(Dataset items)
======

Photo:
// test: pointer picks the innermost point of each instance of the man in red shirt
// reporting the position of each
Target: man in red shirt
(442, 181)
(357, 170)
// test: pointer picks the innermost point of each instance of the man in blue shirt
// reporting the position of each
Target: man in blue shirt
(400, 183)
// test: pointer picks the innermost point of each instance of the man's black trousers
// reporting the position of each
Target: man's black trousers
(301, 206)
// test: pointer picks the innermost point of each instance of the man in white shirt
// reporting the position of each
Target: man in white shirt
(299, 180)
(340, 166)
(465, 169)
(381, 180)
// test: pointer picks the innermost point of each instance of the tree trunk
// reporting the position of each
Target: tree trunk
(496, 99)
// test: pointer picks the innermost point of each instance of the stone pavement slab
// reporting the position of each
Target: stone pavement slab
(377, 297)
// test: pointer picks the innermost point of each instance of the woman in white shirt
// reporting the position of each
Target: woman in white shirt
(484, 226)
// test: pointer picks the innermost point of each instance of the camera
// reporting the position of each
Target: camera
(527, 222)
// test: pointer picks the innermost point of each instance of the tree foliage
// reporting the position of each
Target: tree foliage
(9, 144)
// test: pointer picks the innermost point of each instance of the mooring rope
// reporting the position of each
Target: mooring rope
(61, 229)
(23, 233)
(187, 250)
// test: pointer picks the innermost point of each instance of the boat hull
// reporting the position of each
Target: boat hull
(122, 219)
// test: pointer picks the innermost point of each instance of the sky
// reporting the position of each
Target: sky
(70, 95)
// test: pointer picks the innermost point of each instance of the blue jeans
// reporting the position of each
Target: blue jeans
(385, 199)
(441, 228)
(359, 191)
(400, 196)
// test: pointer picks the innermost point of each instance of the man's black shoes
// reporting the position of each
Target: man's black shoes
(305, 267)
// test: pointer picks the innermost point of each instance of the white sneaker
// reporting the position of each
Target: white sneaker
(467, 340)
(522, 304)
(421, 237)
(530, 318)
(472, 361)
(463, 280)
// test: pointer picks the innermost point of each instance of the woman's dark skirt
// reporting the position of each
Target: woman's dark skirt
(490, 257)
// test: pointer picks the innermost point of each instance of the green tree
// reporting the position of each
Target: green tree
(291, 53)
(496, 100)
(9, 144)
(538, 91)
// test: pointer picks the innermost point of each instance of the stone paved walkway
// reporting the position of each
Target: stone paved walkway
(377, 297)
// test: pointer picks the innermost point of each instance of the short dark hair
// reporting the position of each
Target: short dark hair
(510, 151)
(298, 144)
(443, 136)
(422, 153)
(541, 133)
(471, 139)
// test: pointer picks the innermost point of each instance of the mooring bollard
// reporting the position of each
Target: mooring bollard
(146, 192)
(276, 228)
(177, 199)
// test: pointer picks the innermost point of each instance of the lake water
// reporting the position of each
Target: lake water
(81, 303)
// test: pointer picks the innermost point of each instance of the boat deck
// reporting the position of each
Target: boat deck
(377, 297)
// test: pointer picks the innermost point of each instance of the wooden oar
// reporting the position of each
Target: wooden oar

======

Print all the records precisely.

== RESPONSE AREA ==
Photo:
// test: pointer picks the innermost point of each instance of the man in red shirt
// reporting the position of each
Target: man in red shirt
(442, 181)
(357, 170)
// test: pointer picks the innermost point of each instance of the man in blue shirt
// reporting the position of each
Target: man in blue shirt
(400, 183)
// test: pointer picks the innermost point of each instance of the man's black trousers
// reporting the position of each
Target: man's black trousers
(301, 206)
// test: pointer picks the innermost point of each instance of the man in white shirt
// reporting the position of each
Target: man in white shirt
(299, 180)
(340, 166)
(465, 169)
(381, 180)
// test: pointer picks the innermost point of each instance of the tree trunk
// reporting the position of each
Target: tree trunk
(496, 99)
// test: pointer picks the innermost point of each instance of the stone pavement slab
// reporting the position of each
Target: stone pavement slab
(377, 297)
// test: pointer picks the innermost point of each instance of the woman in white shirt
// reporting the position of each
Target: woman in white shirt
(484, 226)
// test: pointer picks the innermost point of each instance of the camera
// reporting the position of each
Target: camera
(527, 222)
// test: pointer picks the innermost point of each instance of the tree foliage
// reporting the position of each
Target: tree foliage
(9, 144)
// test: pointer picks the innermost point of each instance of the mooring rope
// reporting the position of each
Target: mooring rope
(61, 229)
(23, 233)
(187, 250)
// test: pointer picks the innermost point of each instance of the boat hull
// reporting the position of each
Target: boat hull
(122, 219)
// test: pointer picks the innermost point of each instance of the sky
// reporting the position of each
Target: sky
(70, 95)
// test: pointer picks the innermost point of each instance of the blue jeans
// reporting the position of each
Target: blue jeans
(385, 199)
(441, 228)
(359, 191)
(400, 196)
// test: pointer picks the innermost point of each instance of the man's black shoes
// reporting the position of each
Target: man's black shoes
(305, 267)
// test: pointer picks the innermost point of each instance of the white sneaker
// reporting the position of each
Target: white sneaker
(467, 340)
(522, 304)
(421, 237)
(530, 318)
(472, 361)
(463, 280)
// test: pointer picks the innermost point of each instance of the woman's dark skirt
// reporting the position of each
Target: woman's dark skirt
(490, 257)
// test: pointer picks the innermost point of each instance of the green tree
// reporting the position of each
Target: green tree
(291, 53)
(496, 100)
(9, 144)
(538, 91)
// test: pointer picks the innermost point of each instance of the stone paved walkway
// reporting the position of each
Target: stone paved walkway
(377, 297)
// test: pointer picks the innermost point of each instance of the short dark hair
// reporting the position of each
Target: short dark hair
(510, 151)
(298, 144)
(443, 136)
(422, 153)
(541, 133)
(471, 139)
// test: pointer picks the innermost point of each instance of the mooring bollard
// reporting the position of each
Target: mooring bollard
(146, 192)
(276, 228)
(177, 199)
// test: pointer picks the innermost point of each instance of the lake water
// reporting the position of each
Target: lake water
(81, 303)
// test: pointer picks the innermost point of each instance of the boat deck
// reporting the position of each
Target: boat deck
(377, 297)
// test: pointer picks the innermost point of each instance of the wooden oar
// reporting the position of each
Target: wooden oar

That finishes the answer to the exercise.